• WHAT THE EXERCISE ASKS:
The lines to return run from the start of the material below through the line holding "Subject: black and white striped jersey", both included; please give them back exactly, minus the pictures.
###
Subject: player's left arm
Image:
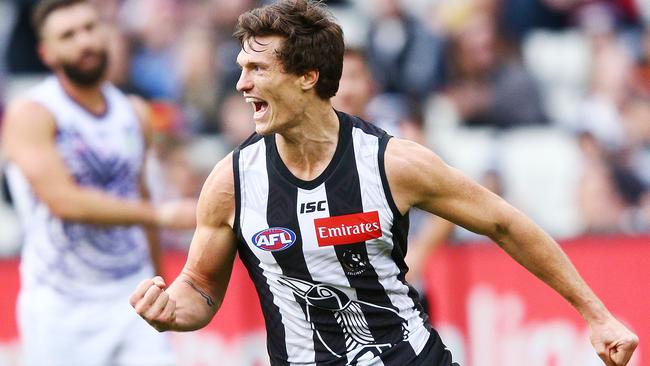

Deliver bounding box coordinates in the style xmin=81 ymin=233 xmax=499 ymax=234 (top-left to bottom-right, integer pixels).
xmin=385 ymin=137 xmax=638 ymax=366
xmin=130 ymin=95 xmax=163 ymax=276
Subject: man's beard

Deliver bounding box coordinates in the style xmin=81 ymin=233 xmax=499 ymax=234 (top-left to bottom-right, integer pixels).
xmin=60 ymin=51 xmax=108 ymax=87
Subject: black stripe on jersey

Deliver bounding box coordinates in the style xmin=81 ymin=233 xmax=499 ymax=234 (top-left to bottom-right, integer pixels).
xmin=237 ymin=243 xmax=291 ymax=366
xmin=233 ymin=149 xmax=242 ymax=236
xmin=265 ymin=138 xmax=347 ymax=365
xmin=233 ymin=143 xmax=290 ymax=366
xmin=325 ymin=115 xmax=417 ymax=364
xmin=390 ymin=212 xmax=432 ymax=331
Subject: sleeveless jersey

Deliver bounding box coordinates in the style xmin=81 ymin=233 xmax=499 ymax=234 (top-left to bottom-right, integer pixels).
xmin=234 ymin=111 xmax=450 ymax=365
xmin=6 ymin=76 xmax=150 ymax=300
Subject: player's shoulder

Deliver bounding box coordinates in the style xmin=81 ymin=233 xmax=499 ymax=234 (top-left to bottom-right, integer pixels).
xmin=196 ymin=152 xmax=236 ymax=226
xmin=385 ymin=137 xmax=434 ymax=163
xmin=3 ymin=97 xmax=55 ymax=129
xmin=385 ymin=137 xmax=447 ymax=183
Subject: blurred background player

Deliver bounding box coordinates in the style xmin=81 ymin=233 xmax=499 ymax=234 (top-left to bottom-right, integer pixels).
xmin=1 ymin=0 xmax=195 ymax=365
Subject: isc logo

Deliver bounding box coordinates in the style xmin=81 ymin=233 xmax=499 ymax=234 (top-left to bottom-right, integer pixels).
xmin=300 ymin=200 xmax=327 ymax=214
xmin=252 ymin=227 xmax=296 ymax=252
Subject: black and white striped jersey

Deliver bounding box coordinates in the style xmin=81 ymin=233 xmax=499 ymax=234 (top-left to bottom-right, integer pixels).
xmin=233 ymin=111 xmax=451 ymax=365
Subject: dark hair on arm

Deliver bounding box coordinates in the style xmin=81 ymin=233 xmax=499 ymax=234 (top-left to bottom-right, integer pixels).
xmin=32 ymin=0 xmax=88 ymax=38
xmin=233 ymin=0 xmax=345 ymax=100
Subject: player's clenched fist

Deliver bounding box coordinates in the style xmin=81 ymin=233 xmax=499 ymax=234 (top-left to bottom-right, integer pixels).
xmin=130 ymin=276 xmax=177 ymax=332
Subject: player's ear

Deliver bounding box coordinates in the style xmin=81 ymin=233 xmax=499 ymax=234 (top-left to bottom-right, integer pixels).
xmin=299 ymin=70 xmax=319 ymax=92
xmin=37 ymin=43 xmax=54 ymax=68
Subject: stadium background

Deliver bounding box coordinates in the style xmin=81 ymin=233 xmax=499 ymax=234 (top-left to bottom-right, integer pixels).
xmin=0 ymin=0 xmax=649 ymax=365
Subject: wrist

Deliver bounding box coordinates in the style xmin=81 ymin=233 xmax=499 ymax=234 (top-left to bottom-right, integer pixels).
xmin=153 ymin=203 xmax=174 ymax=228
xmin=577 ymin=298 xmax=612 ymax=325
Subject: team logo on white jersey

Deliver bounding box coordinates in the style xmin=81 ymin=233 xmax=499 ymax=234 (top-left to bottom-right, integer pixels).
xmin=252 ymin=227 xmax=297 ymax=252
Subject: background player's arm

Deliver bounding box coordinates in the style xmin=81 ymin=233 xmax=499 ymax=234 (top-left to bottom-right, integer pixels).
xmin=130 ymin=154 xmax=238 ymax=332
xmin=405 ymin=215 xmax=455 ymax=283
xmin=385 ymin=137 xmax=638 ymax=366
xmin=131 ymin=96 xmax=163 ymax=275
xmin=1 ymin=98 xmax=192 ymax=229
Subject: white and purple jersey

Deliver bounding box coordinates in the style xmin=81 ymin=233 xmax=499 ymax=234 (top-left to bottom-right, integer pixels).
xmin=6 ymin=76 xmax=151 ymax=300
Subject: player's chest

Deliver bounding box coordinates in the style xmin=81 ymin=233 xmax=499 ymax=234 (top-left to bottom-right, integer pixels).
xmin=240 ymin=197 xmax=393 ymax=260
xmin=55 ymin=120 xmax=144 ymax=184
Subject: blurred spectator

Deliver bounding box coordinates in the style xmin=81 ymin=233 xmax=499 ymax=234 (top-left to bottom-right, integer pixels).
xmin=574 ymin=31 xmax=632 ymax=151
xmin=218 ymin=92 xmax=255 ymax=150
xmin=177 ymin=26 xmax=220 ymax=133
xmin=365 ymin=0 xmax=446 ymax=98
xmin=331 ymin=49 xmax=376 ymax=120
xmin=5 ymin=0 xmax=47 ymax=74
xmin=121 ymin=0 xmax=183 ymax=100
xmin=500 ymin=0 xmax=574 ymax=41
xmin=210 ymin=0 xmax=259 ymax=98
xmin=104 ymin=25 xmax=143 ymax=95
xmin=577 ymin=131 xmax=628 ymax=233
xmin=621 ymin=95 xmax=650 ymax=186
xmin=332 ymin=48 xmax=424 ymax=141
xmin=631 ymin=26 xmax=650 ymax=97
xmin=443 ymin=9 xmax=548 ymax=129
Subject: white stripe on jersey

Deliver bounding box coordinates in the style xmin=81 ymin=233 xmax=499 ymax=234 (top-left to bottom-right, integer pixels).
xmin=296 ymin=185 xmax=356 ymax=297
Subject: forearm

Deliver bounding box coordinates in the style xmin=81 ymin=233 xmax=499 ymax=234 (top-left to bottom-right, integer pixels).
xmin=165 ymin=271 xmax=220 ymax=332
xmin=49 ymin=186 xmax=158 ymax=227
xmin=145 ymin=228 xmax=163 ymax=276
xmin=140 ymin=178 xmax=163 ymax=275
xmin=490 ymin=212 xmax=611 ymax=324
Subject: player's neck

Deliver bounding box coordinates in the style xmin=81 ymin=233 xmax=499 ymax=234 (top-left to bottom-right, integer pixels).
xmin=56 ymin=74 xmax=107 ymax=116
xmin=275 ymin=105 xmax=339 ymax=181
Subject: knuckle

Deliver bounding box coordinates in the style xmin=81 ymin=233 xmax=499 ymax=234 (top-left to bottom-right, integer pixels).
xmin=148 ymin=285 xmax=162 ymax=296
xmin=134 ymin=302 xmax=148 ymax=315
xmin=144 ymin=307 xmax=161 ymax=320
xmin=154 ymin=313 xmax=169 ymax=324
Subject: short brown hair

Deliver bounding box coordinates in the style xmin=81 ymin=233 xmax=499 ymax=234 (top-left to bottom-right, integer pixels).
xmin=234 ymin=0 xmax=344 ymax=100
xmin=32 ymin=0 xmax=88 ymax=38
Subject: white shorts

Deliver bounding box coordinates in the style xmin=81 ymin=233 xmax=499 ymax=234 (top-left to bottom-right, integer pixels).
xmin=17 ymin=281 xmax=176 ymax=366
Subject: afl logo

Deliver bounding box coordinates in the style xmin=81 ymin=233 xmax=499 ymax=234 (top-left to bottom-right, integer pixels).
xmin=252 ymin=227 xmax=297 ymax=252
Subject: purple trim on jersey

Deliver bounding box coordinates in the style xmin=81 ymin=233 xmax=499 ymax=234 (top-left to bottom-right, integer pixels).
xmin=60 ymin=82 xmax=110 ymax=119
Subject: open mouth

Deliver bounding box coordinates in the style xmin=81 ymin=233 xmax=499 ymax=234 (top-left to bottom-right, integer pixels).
xmin=246 ymin=97 xmax=269 ymax=118
xmin=253 ymin=101 xmax=268 ymax=113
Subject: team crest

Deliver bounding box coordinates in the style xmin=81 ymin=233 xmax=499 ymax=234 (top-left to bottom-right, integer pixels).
xmin=252 ymin=227 xmax=296 ymax=252
xmin=278 ymin=276 xmax=409 ymax=363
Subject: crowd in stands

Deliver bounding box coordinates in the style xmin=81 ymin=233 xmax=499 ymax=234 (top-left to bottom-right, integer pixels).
xmin=1 ymin=0 xmax=649 ymax=256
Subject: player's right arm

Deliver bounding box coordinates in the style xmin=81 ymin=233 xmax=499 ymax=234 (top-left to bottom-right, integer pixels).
xmin=130 ymin=154 xmax=238 ymax=331
xmin=1 ymin=99 xmax=192 ymax=228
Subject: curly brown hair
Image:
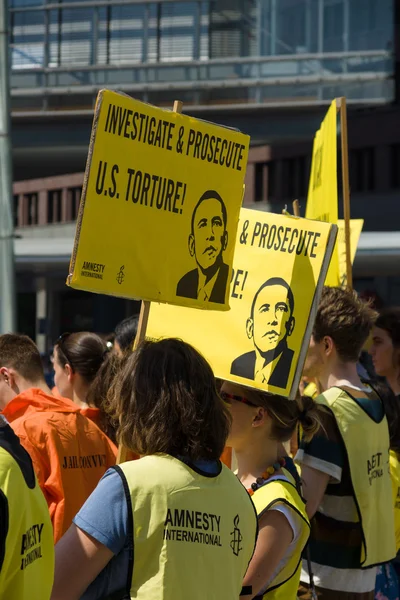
###
• TASK OUTPUT:
Subject: player's left arm
Image:

Deliver bounding box coordinates in the style xmin=81 ymin=233 xmax=499 ymax=234 (top-left to bottom-right, integer pixels).
xmin=385 ymin=137 xmax=638 ymax=366
xmin=130 ymin=95 xmax=163 ymax=276
Subject: man's beard

Deliver bounding box coordinates in the style xmin=81 ymin=233 xmax=499 ymax=234 (top-left to bottom-right, integer pixels).
xmin=60 ymin=51 xmax=108 ymax=87
Subject: black stripe on jersey

Deliver bounding box coordinates in the style xmin=81 ymin=233 xmax=499 ymax=234 (top-left to bottom-right, integer pixels).
xmin=237 ymin=243 xmax=291 ymax=366
xmin=233 ymin=149 xmax=242 ymax=236
xmin=265 ymin=138 xmax=347 ymax=365
xmin=233 ymin=143 xmax=290 ymax=366
xmin=325 ymin=115 xmax=417 ymax=364
xmin=390 ymin=212 xmax=432 ymax=331
Subject: sleeveless jersey

Deliver bounding box coordinates in the style xmin=81 ymin=233 xmax=499 ymax=234 (top-left to bottom-right, integer pixels).
xmin=234 ymin=111 xmax=450 ymax=365
xmin=6 ymin=76 xmax=150 ymax=300
Subject: player's shoulder

Deliver bounding box coordinates in the style xmin=81 ymin=233 xmax=499 ymax=234 (top-left to bottom-right, integer pixels).
xmin=196 ymin=152 xmax=236 ymax=226
xmin=385 ymin=137 xmax=434 ymax=163
xmin=3 ymin=97 xmax=55 ymax=129
xmin=385 ymin=137 xmax=447 ymax=183
Subject: blurred background player

Deliver bounding box coordinates in the style xmin=81 ymin=233 xmax=499 ymax=234 (top-left to bottom-right, integer pixels).
xmin=1 ymin=0 xmax=195 ymax=365
Subject: isc logo

Deliver bounding box coordinates in the style xmin=81 ymin=233 xmax=499 ymax=234 (top-left to bottom-right, integer pixels).
xmin=300 ymin=200 xmax=327 ymax=214
xmin=252 ymin=227 xmax=296 ymax=252
Subject: black and white striped jersey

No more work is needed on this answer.